### Objective a
Which lines of the entries contain the word "glowing"? Gather each of those lines and copy it out, treating case as significant.
-------- Extracted text --------
You can then do this:
string line = "45,\"23\"\",34\",66"; // 45,"23"",34",66
string[] fields = line.ParseCsvLine();
That produces:
45
23",34
66
Here's an updated version of my code that deals with ( and ) as delimiters. It deals with nested delimiters and treats them as part of the field string.
You would need to remove the " as you see fit - I'm not entirely sure why you are doing this.
Also, this is no longer CSV. The parenthesis are not a normal part of CSV. I've changed the name of the method to ParseLine as a result.
public static class Ex
{
private static string Peek(this string source, int peek) => (source == null || peek < 0) ? null : source.Substring(0, source.Length < peek ? source.Length : peek);
private static (string, string) Pop(this string source, int pop) => (source == null || pop < 0) ? (null, source) : (source.Substring(0, source.Length < pop ? source.Length : pop), source.Length < pop ? String.Empty : source.Substring(pop));
public static string[] ParseLine(this string line)
{
return ParseLineImpl(line).ToArray();
IEnumerable<string> ParseLineImpl(string l)
{
string remainder = line;
string field;
while (remainder.Peek(1) != "")
--------
### Objective b
Update the part of the forum post that opens with the words "You would need" and closes with "as a result.": write that part out again with "method" replaced by "function".
-------- Dataset rows --------
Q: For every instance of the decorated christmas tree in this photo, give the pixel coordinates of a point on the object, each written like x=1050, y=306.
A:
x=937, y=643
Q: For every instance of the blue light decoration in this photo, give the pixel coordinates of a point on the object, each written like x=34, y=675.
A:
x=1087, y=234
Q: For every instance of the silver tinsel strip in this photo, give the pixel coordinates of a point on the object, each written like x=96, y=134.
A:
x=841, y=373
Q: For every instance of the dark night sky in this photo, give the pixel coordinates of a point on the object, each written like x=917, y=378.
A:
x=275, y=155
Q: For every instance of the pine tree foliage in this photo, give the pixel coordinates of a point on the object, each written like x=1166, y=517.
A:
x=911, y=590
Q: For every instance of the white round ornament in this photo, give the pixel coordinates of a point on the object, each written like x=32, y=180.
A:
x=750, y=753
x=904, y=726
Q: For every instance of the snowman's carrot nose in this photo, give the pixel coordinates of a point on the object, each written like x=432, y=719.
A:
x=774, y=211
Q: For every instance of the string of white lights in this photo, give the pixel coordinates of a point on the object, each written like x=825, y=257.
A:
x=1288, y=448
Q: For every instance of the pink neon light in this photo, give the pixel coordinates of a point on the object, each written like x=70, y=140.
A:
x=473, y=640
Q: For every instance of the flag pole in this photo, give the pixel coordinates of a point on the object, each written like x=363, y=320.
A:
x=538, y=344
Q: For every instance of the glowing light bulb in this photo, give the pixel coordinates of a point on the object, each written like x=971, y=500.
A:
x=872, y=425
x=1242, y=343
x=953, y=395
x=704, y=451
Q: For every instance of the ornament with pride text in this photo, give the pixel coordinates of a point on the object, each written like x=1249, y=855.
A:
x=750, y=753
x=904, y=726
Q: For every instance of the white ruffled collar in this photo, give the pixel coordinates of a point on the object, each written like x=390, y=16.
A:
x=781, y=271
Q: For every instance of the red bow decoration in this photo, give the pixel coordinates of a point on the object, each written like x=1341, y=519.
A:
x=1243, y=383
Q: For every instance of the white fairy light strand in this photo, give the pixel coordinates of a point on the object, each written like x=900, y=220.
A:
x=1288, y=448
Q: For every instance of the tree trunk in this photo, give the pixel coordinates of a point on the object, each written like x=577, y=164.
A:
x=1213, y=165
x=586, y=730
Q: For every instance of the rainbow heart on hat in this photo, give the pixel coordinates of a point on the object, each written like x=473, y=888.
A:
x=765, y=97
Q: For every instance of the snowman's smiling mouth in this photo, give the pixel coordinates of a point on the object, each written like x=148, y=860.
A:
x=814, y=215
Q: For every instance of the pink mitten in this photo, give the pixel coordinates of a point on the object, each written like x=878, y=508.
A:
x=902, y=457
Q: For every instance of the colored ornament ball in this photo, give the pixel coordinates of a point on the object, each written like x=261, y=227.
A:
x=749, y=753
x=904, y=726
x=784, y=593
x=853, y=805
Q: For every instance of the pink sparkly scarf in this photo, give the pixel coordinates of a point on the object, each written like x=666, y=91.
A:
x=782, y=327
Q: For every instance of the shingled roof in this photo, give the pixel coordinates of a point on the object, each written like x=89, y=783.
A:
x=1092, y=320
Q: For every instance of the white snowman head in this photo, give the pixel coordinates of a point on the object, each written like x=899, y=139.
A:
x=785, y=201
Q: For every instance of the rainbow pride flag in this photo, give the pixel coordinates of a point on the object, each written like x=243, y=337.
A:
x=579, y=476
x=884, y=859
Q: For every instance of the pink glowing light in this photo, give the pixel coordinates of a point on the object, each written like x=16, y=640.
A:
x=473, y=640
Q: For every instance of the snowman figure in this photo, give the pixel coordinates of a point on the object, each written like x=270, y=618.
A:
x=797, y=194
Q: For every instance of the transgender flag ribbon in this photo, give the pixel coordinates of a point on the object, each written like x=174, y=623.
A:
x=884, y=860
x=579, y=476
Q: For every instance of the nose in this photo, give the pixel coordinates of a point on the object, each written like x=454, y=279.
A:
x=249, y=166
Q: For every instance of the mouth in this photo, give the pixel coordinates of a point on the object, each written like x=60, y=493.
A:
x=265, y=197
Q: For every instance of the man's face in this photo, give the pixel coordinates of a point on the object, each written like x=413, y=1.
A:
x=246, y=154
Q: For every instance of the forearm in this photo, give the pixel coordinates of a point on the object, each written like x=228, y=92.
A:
--------
### Full answer a
Q: For every instance of the glowing light bulb in this photo, give the pixel coordinates of a point on the object, each written like x=971, y=500.
Q: For every instance of the pink glowing light in this photo, give the pixel coordinates of a point on the object, each written like x=16, y=640.

### Full answer b
You would need to remove the " as you see fit - I'm not entirely sure why you are doing this.
Also, this is no longer CSV. The parenthesis are not a normal part of CSV. I've changed the name of the function to ParseLine as a result.